══ DOCUMENT SECTION ══
And so one big effect for ordinary people is outrageous drug prices and the inability to afford medications, particularly for chronic illnesses like diabetes. And then the other big effect is that the PBMs are driving independent pharmacies out of the market. And so there are lots of communities that have now become pharmacy deserts, there’s no local pharmacy, and that is particularly rural communities and Black and Brown communities in cities because those are neighborhoods and communities that have traditionally been served by independent pharmacies. And so it’s been a real hardship for many regions of the country where, for example, in parts of Northern and down East Maine where I live, there are no pharmacies. You might have to drive an hour or two hours to get your prescriptions. And the big chains, CVS are like, “Well just use our mail order,” but mail order is not a substitute. Like you sick today, you need antibiotics today, you can’t wait a week for something to show up in the mail. There are all kinds of problems with mail order, it’s not a substitution to this lack of pharmacies and these extraordinary prices.
═══
══ RECORD EXCERPTS ══
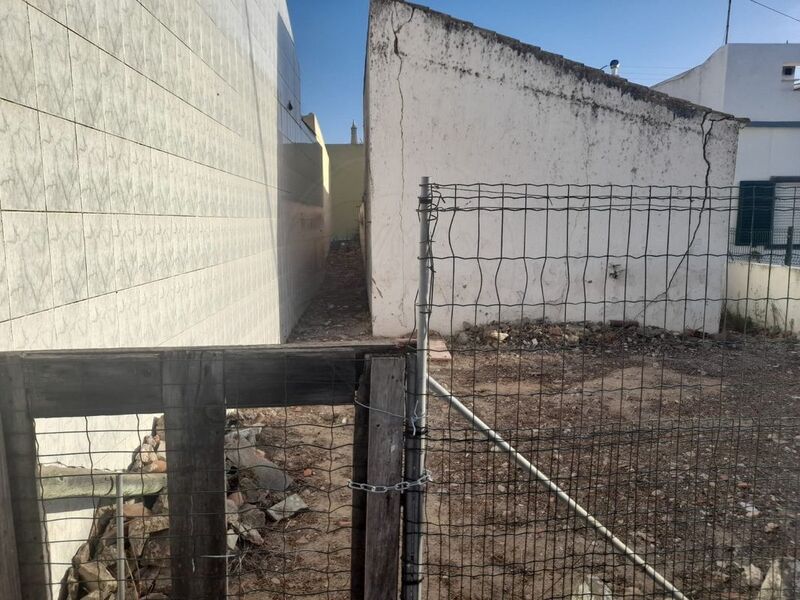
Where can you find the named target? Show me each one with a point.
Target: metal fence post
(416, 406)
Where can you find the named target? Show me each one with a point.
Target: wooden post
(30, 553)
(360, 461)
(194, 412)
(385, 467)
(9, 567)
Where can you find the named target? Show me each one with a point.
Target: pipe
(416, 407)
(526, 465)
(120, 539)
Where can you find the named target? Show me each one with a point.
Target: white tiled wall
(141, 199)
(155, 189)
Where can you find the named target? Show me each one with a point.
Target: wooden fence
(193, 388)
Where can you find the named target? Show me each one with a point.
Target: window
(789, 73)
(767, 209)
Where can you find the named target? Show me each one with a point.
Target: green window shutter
═══
══ RECORD EXCERPTS ══
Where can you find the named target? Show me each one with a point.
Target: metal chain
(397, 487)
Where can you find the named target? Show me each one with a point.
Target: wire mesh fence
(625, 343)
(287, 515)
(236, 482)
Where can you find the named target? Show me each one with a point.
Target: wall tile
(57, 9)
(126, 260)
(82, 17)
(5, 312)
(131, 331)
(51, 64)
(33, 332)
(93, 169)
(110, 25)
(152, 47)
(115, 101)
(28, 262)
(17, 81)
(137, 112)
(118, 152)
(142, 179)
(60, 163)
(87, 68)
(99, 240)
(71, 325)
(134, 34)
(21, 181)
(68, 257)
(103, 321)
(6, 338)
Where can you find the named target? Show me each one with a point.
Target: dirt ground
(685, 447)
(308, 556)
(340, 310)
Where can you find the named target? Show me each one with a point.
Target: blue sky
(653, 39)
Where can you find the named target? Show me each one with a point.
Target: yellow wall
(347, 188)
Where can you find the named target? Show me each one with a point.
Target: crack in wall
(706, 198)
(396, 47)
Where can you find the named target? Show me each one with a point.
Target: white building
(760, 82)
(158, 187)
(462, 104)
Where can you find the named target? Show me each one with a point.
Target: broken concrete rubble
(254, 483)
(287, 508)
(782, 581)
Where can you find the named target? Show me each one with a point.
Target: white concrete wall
═══
## EXERCISE
According to the passage on drug prices and pharmacies, which communities in particular have become pharmacy deserts?

## WORKED SOLUTION
Rural communities and Black and Brown communities in cities.